#### TASK OBJECTIVE
Rewrite the rows below, substituting "search phrase" for every occurrence of "noun phrase" and leaving everything else unchanged.

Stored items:
>> begin

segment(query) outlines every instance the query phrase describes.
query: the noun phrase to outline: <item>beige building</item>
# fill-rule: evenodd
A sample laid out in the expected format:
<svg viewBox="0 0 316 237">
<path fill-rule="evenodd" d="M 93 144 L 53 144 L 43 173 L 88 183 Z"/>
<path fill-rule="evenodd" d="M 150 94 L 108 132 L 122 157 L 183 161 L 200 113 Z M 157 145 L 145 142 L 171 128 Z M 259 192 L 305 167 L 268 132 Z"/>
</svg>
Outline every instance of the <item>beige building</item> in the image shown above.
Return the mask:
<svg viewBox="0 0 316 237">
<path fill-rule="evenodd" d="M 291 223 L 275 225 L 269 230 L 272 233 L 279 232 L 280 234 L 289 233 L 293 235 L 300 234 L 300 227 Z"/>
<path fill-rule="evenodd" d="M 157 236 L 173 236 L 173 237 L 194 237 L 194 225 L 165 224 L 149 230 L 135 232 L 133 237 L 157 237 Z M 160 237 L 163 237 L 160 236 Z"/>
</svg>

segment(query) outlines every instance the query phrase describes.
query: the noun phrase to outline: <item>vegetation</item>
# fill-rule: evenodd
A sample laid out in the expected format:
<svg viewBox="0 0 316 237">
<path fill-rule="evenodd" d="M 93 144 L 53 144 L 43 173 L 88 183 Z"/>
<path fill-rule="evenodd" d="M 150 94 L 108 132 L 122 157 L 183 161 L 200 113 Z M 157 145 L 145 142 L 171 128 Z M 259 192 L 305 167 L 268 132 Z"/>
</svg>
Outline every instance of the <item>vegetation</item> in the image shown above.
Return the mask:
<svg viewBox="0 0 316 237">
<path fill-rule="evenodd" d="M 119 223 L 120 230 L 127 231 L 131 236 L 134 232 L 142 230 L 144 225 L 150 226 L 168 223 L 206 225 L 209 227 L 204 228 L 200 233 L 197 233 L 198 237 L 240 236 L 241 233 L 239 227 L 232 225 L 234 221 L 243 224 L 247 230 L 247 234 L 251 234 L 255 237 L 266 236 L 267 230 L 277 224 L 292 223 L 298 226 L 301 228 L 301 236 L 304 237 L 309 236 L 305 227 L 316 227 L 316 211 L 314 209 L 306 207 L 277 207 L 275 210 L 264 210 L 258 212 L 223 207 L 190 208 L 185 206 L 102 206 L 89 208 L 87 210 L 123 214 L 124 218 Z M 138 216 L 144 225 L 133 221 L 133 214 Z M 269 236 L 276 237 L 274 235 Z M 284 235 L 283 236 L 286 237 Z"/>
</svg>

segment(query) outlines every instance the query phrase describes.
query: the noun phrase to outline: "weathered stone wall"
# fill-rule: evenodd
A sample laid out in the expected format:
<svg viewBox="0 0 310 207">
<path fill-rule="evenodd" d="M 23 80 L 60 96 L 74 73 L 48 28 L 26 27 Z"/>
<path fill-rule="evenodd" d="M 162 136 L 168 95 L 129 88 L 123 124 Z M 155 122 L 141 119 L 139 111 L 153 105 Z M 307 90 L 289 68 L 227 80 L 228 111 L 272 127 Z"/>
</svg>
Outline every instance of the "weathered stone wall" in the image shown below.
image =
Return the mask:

>> end

#### COMPLETE ANSWER
segment(query) outlines every instance the query phrase describes.
query: the search phrase to outline: <item>beige building</item>
# fill-rule: evenodd
A sample laid out in the expected format:
<svg viewBox="0 0 316 237">
<path fill-rule="evenodd" d="M 93 144 L 53 144 L 43 173 L 88 183 Z"/>
<path fill-rule="evenodd" d="M 150 94 L 108 132 L 122 157 L 183 161 L 200 113 Z M 157 145 L 145 142 L 171 128 Z M 259 192 L 305 167 L 268 132 Z"/>
</svg>
Outline every instance of the <item>beige building</item> in the image shown above.
Return the mask:
<svg viewBox="0 0 316 237">
<path fill-rule="evenodd" d="M 291 223 L 275 225 L 269 230 L 272 233 L 279 232 L 280 234 L 289 233 L 293 235 L 300 234 L 300 227 Z"/>
<path fill-rule="evenodd" d="M 157 236 L 173 236 L 173 237 L 194 237 L 194 225 L 165 224 L 149 230 L 135 232 L 133 237 L 157 237 Z M 160 237 L 163 237 L 160 236 Z"/>
</svg>

segment(query) outlines every instance the query phrase describes.
query: the search phrase to outline: <item>vegetation</item>
# fill-rule: evenodd
A sample laid out in the expected format:
<svg viewBox="0 0 316 237">
<path fill-rule="evenodd" d="M 93 144 L 53 144 L 43 173 L 88 183 Z"/>
<path fill-rule="evenodd" d="M 150 94 L 108 132 L 122 157 L 183 161 L 200 113 Z M 157 145 L 145 142 L 171 128 Z M 259 192 L 305 167 L 268 132 Z"/>
</svg>
Outline every instance of the <item>vegetation</item> in the image shown above.
Return the mask:
<svg viewBox="0 0 316 237">
<path fill-rule="evenodd" d="M 119 223 L 120 230 L 127 231 L 131 236 L 134 232 L 142 230 L 144 225 L 150 226 L 168 223 L 206 225 L 209 227 L 204 228 L 200 233 L 197 233 L 198 237 L 240 236 L 241 233 L 239 227 L 232 225 L 234 221 L 243 224 L 247 230 L 247 234 L 251 234 L 255 237 L 266 236 L 267 230 L 277 224 L 292 223 L 298 226 L 301 228 L 301 236 L 304 237 L 309 236 L 305 227 L 316 227 L 316 211 L 314 209 L 306 207 L 277 207 L 275 210 L 264 210 L 258 212 L 223 207 L 190 208 L 185 206 L 102 206 L 89 208 L 87 210 L 123 214 L 124 218 Z M 138 216 L 144 225 L 133 221 L 133 214 Z M 269 236 L 276 237 L 274 235 Z M 284 235 L 283 236 L 286 237 Z"/>
</svg>

segment(query) outlines every instance the query phrase describes.
query: the search phrase to outline: "weathered stone wall"
# fill-rule: evenodd
A sample laid out in the expected format:
<svg viewBox="0 0 310 207">
<path fill-rule="evenodd" d="M 23 80 L 60 96 L 74 73 L 48 28 L 26 27 Z"/>
<path fill-rule="evenodd" d="M 162 136 L 168 95 L 129 88 L 123 124 Z M 155 122 L 141 119 L 139 111 L 153 105 Z M 307 90 L 289 68 L 227 80 L 228 111 L 272 127 Z"/>
</svg>
Outline every instance of the "weathered stone wall" in the image shown below.
image =
Return the mask:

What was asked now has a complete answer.